▸ About this task: In the material below, find each line with the word "baked" and list it.

▸ Records shown:

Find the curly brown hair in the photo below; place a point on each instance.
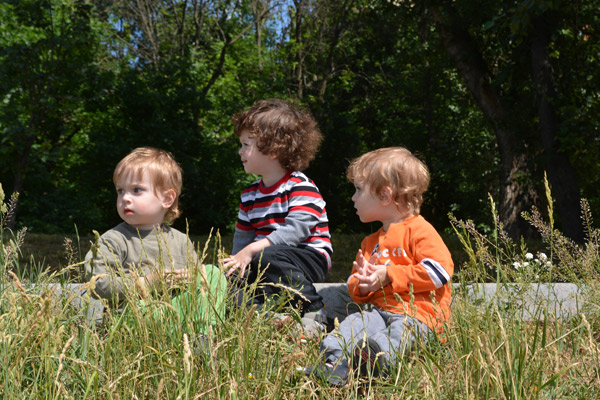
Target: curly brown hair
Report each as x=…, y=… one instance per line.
x=396, y=168
x=282, y=129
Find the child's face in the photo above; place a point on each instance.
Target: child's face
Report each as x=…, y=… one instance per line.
x=368, y=206
x=253, y=160
x=139, y=205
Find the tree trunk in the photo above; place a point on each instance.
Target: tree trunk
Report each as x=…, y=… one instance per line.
x=560, y=172
x=515, y=196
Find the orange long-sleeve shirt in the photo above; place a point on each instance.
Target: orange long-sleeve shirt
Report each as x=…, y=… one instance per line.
x=416, y=257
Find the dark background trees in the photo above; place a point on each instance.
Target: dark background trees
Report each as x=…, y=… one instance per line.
x=492, y=95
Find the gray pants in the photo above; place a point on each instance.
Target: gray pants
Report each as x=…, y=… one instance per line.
x=394, y=333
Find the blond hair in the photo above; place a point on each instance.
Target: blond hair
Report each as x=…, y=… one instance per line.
x=162, y=168
x=396, y=168
x=282, y=129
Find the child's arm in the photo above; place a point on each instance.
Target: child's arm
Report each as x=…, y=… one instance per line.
x=106, y=263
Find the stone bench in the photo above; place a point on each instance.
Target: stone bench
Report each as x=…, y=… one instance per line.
x=561, y=300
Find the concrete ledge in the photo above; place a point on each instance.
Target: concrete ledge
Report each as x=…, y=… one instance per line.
x=560, y=300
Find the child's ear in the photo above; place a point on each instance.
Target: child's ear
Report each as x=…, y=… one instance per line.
x=387, y=196
x=169, y=197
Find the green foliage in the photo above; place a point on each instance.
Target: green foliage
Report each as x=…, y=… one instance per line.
x=50, y=350
x=85, y=82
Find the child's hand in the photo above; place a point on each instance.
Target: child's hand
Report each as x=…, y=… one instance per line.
x=244, y=257
x=236, y=262
x=371, y=277
x=177, y=276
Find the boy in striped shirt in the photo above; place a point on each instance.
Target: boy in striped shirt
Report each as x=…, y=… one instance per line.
x=282, y=233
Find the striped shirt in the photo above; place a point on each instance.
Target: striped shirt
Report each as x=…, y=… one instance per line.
x=291, y=212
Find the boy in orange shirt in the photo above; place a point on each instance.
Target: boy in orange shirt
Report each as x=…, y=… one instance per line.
x=403, y=270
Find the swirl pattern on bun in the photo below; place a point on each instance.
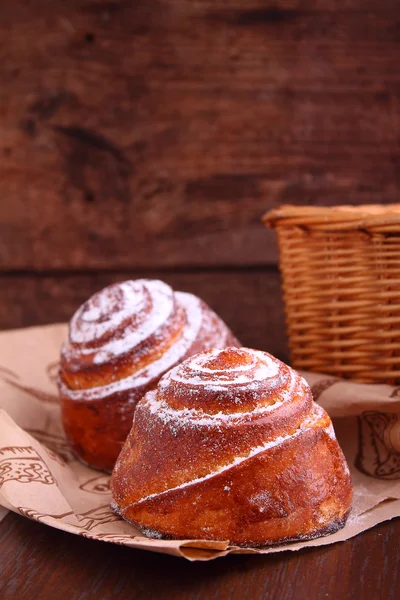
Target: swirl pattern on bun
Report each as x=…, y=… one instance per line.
x=231, y=446
x=121, y=341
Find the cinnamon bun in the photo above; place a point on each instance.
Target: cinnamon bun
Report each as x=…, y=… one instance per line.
x=120, y=343
x=231, y=446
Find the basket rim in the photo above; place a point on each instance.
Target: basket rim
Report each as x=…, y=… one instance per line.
x=377, y=218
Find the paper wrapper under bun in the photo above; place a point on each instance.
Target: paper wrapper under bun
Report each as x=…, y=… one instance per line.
x=41, y=479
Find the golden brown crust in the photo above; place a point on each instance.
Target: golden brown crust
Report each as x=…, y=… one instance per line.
x=231, y=446
x=120, y=343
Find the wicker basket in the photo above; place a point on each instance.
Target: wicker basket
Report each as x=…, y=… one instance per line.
x=341, y=282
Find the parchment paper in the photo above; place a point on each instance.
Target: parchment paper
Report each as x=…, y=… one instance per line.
x=40, y=478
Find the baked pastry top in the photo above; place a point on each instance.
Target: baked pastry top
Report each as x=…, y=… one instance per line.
x=120, y=343
x=231, y=446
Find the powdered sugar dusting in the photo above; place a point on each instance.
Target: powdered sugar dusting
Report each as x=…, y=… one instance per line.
x=311, y=419
x=194, y=314
x=196, y=371
x=143, y=305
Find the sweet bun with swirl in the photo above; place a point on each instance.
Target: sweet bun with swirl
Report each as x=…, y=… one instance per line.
x=121, y=341
x=231, y=446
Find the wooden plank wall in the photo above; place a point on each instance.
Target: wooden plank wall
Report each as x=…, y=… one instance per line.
x=147, y=137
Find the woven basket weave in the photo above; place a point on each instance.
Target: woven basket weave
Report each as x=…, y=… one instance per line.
x=341, y=283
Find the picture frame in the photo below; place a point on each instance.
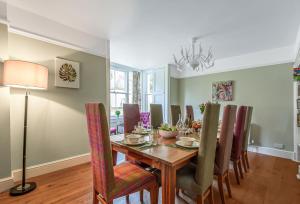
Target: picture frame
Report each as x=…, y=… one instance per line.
x=222, y=91
x=67, y=73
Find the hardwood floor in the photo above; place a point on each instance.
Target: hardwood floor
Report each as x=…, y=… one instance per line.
x=270, y=180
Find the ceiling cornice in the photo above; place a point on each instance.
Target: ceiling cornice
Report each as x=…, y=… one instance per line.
x=252, y=60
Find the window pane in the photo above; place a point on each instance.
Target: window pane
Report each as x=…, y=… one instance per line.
x=159, y=81
x=149, y=83
x=120, y=100
x=120, y=81
x=112, y=100
x=112, y=79
x=130, y=82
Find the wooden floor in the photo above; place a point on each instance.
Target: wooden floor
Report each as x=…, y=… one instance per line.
x=270, y=180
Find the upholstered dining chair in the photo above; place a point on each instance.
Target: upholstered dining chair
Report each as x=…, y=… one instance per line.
x=244, y=155
x=156, y=115
x=131, y=114
x=237, y=141
x=223, y=150
x=189, y=112
x=112, y=182
x=198, y=179
x=145, y=119
x=175, y=113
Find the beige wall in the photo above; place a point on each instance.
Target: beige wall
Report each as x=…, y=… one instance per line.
x=268, y=89
x=57, y=123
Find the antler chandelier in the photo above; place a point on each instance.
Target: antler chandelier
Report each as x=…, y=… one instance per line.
x=196, y=60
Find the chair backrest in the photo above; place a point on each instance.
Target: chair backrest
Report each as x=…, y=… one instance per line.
x=145, y=119
x=102, y=163
x=189, y=112
x=225, y=141
x=131, y=114
x=247, y=128
x=175, y=112
x=207, y=149
x=238, y=133
x=156, y=115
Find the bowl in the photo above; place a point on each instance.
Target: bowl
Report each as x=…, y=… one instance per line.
x=133, y=138
x=167, y=134
x=187, y=141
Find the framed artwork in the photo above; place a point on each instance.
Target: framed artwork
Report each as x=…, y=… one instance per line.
x=67, y=73
x=296, y=74
x=222, y=91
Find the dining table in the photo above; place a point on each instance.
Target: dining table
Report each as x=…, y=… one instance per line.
x=161, y=153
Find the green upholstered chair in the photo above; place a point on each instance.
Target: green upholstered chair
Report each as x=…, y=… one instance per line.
x=175, y=113
x=244, y=155
x=197, y=179
x=156, y=115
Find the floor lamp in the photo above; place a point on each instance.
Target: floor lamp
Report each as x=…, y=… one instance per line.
x=27, y=75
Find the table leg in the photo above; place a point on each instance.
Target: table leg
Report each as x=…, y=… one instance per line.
x=168, y=182
x=115, y=157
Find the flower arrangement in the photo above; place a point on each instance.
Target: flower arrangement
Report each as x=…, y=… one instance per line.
x=202, y=107
x=118, y=113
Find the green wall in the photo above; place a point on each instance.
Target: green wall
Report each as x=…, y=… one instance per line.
x=268, y=89
x=56, y=117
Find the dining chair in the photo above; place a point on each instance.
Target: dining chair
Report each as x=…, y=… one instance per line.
x=223, y=150
x=244, y=155
x=112, y=182
x=237, y=143
x=156, y=115
x=175, y=114
x=197, y=179
x=131, y=114
x=145, y=119
x=189, y=112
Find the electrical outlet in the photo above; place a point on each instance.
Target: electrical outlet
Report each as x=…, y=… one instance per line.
x=278, y=146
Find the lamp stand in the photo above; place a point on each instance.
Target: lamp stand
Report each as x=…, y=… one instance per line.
x=24, y=187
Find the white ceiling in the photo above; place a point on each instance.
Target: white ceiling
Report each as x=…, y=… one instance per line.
x=145, y=34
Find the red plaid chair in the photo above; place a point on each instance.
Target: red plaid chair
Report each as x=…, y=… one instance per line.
x=112, y=182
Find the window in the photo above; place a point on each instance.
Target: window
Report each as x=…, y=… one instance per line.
x=120, y=89
x=154, y=88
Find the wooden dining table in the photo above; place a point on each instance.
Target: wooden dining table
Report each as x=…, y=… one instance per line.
x=165, y=156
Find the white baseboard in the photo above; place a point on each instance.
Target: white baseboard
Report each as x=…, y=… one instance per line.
x=6, y=183
x=272, y=151
x=49, y=167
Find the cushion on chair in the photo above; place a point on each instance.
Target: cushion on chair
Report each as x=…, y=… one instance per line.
x=129, y=177
x=186, y=181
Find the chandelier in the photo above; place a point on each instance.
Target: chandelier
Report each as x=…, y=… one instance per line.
x=196, y=60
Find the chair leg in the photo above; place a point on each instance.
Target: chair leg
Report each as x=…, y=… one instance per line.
x=236, y=172
x=244, y=162
x=240, y=168
x=228, y=184
x=154, y=194
x=247, y=160
x=200, y=199
x=127, y=199
x=177, y=191
x=211, y=195
x=142, y=196
x=221, y=191
x=95, y=197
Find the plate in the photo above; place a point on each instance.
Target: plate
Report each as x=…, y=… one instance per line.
x=144, y=132
x=140, y=142
x=194, y=146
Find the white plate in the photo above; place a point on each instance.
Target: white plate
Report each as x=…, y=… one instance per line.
x=181, y=144
x=140, y=142
x=144, y=132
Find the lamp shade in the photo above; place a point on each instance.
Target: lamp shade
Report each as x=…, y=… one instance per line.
x=21, y=74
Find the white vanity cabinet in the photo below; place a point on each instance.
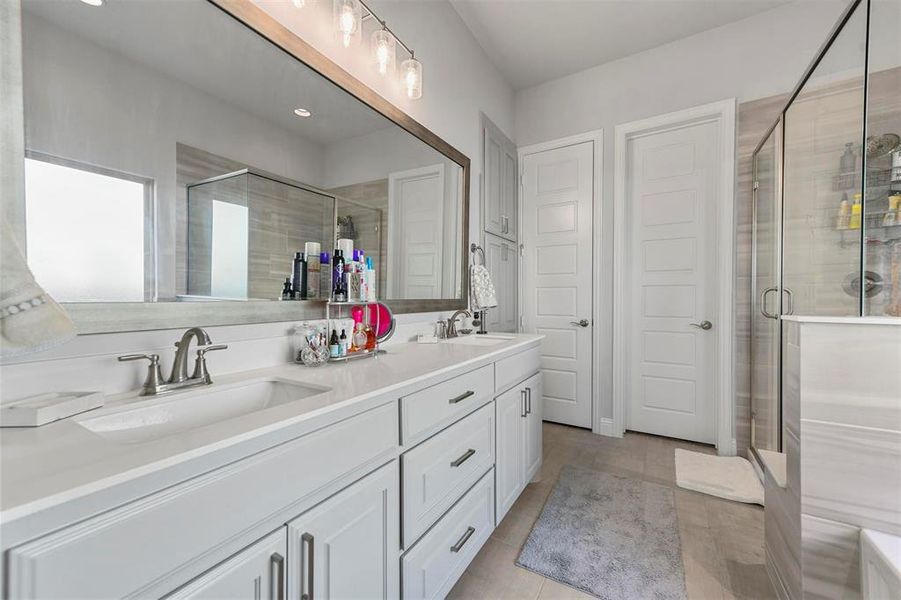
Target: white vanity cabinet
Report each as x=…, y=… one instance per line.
x=519, y=444
x=347, y=546
x=258, y=572
x=391, y=501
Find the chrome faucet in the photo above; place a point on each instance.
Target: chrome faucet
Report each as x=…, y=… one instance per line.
x=451, y=330
x=154, y=385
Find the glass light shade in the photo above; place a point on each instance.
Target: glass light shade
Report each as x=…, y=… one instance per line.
x=347, y=17
x=382, y=45
x=411, y=72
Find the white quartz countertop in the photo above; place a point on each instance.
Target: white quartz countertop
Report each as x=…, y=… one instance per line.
x=46, y=466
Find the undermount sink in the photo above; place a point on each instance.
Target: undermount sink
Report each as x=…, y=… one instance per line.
x=480, y=340
x=154, y=418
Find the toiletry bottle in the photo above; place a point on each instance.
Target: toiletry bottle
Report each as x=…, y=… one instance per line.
x=304, y=282
x=334, y=345
x=848, y=160
x=360, y=338
x=339, y=293
x=325, y=274
x=312, y=269
x=295, y=279
x=844, y=213
x=891, y=216
x=856, y=211
x=370, y=280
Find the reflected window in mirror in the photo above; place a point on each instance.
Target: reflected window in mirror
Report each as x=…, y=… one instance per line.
x=85, y=231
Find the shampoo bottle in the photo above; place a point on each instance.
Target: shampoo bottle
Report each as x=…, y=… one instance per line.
x=369, y=275
x=325, y=274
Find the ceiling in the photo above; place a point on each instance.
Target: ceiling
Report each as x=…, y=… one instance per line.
x=200, y=46
x=533, y=41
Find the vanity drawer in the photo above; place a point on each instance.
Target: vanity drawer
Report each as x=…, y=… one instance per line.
x=426, y=411
x=165, y=539
x=433, y=565
x=513, y=369
x=437, y=472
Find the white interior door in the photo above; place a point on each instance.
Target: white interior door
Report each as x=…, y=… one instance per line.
x=557, y=190
x=670, y=281
x=415, y=243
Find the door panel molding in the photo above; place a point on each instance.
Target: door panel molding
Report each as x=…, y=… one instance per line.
x=600, y=332
x=722, y=112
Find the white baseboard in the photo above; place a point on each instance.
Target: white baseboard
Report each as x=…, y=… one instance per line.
x=605, y=427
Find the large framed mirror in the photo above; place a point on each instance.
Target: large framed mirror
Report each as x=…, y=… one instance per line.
x=179, y=156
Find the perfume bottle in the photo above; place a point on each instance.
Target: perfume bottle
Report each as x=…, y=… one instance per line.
x=334, y=345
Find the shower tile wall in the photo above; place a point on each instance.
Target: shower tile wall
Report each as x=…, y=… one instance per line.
x=371, y=236
x=282, y=218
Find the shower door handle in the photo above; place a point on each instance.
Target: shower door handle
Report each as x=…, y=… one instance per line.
x=790, y=302
x=763, y=298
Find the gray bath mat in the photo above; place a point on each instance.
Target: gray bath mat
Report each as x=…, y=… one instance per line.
x=609, y=536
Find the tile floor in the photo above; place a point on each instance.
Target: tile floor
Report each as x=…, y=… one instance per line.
x=722, y=541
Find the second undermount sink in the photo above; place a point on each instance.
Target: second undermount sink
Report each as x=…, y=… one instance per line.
x=155, y=418
x=480, y=340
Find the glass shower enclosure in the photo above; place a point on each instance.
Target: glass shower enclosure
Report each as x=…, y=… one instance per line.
x=826, y=238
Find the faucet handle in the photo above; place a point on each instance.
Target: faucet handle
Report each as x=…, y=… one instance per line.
x=154, y=375
x=200, y=370
x=201, y=350
x=153, y=358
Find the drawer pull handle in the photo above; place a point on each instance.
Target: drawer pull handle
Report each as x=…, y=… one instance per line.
x=462, y=397
x=306, y=541
x=462, y=541
x=278, y=571
x=464, y=458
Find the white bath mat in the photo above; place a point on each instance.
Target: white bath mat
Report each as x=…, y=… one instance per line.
x=729, y=477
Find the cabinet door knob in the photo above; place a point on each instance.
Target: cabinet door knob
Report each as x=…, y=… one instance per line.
x=463, y=458
x=462, y=541
x=278, y=571
x=307, y=542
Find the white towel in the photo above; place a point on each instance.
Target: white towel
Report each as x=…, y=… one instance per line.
x=30, y=320
x=481, y=288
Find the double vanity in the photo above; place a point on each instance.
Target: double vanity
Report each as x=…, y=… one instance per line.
x=379, y=479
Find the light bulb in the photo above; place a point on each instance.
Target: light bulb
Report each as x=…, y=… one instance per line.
x=347, y=20
x=412, y=78
x=382, y=45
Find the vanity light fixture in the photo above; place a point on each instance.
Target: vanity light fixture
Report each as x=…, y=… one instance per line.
x=347, y=17
x=411, y=70
x=383, y=47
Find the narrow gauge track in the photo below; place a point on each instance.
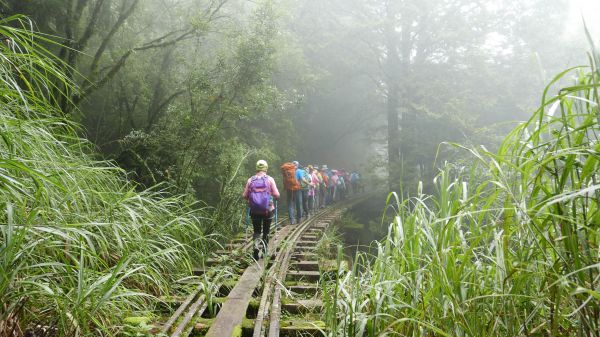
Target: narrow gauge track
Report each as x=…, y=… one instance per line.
x=294, y=245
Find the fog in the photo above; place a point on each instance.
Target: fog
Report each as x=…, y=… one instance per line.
x=181, y=90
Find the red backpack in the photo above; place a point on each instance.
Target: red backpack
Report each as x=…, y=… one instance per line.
x=288, y=170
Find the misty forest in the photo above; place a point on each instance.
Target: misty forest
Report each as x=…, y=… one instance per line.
x=299, y=168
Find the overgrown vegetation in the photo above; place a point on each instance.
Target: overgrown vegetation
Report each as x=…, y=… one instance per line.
x=80, y=247
x=509, y=246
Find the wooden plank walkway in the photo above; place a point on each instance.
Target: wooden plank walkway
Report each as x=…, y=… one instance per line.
x=234, y=309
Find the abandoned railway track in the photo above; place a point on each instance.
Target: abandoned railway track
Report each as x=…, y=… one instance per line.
x=275, y=296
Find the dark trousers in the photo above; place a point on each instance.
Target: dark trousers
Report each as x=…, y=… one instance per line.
x=262, y=226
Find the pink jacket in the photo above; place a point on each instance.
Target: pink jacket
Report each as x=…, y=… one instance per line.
x=274, y=190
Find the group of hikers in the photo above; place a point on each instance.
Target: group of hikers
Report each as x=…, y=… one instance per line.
x=307, y=189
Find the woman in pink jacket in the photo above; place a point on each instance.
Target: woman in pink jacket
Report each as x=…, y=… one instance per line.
x=259, y=192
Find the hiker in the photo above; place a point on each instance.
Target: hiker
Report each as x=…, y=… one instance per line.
x=260, y=191
x=324, y=186
x=305, y=184
x=312, y=190
x=334, y=185
x=318, y=183
x=292, y=191
x=354, y=181
x=341, y=185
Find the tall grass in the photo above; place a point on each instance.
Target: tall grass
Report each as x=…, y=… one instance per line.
x=509, y=246
x=79, y=247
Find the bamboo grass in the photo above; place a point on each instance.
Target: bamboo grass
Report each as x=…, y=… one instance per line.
x=509, y=246
x=80, y=247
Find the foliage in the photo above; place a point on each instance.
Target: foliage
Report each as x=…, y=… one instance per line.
x=79, y=247
x=507, y=247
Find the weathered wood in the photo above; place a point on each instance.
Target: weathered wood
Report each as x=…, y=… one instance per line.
x=234, y=309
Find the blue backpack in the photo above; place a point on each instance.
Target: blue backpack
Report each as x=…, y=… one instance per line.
x=260, y=195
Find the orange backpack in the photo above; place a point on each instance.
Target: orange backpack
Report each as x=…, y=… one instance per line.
x=288, y=170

▸ Written answer:
Find the baked pastry top in the photo above; place a point on each instance.
Target: baked pastry top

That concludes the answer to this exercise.